_GIVEN EXERCISE_: Which lines in the records below contain the word "white"? Show each of those lines in full.

* BEGIN RECORD SET *

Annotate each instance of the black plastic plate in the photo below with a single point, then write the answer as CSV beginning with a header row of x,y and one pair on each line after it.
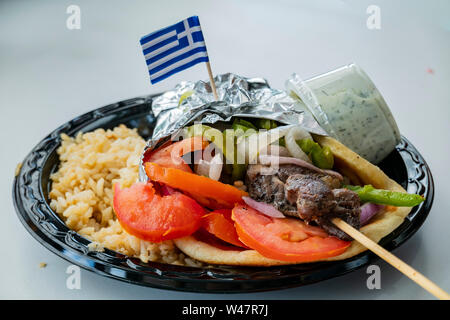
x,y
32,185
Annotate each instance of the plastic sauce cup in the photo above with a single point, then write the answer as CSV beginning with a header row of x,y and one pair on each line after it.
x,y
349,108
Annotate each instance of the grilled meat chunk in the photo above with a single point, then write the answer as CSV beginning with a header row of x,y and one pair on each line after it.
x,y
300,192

* END RECORD SET *
* BEGIN RECORD SET *

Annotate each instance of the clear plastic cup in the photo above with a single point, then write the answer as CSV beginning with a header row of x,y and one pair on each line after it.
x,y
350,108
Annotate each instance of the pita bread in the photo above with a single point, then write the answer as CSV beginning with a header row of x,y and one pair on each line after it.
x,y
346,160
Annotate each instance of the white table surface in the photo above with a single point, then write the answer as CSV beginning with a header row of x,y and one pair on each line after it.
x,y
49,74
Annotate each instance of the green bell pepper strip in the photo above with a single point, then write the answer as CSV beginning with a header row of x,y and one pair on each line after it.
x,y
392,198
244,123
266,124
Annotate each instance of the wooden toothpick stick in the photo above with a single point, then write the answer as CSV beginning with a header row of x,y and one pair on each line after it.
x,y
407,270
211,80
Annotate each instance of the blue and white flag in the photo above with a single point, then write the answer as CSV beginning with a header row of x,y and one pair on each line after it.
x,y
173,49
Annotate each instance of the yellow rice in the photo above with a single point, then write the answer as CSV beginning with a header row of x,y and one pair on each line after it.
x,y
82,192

* END RECORD SET *

_RESPONSE FOR THIS EXERCISE_:
Annotate each instance of the white table surface in the photo above with a single point, then write the answer as CSV beginning with a header row of x,y and one pair on each line after it.
Annotate each instance of the blue and white flag in the photo above with a single point, then write the answer as CSV beginning with a header row of x,y and one pair on each line after it.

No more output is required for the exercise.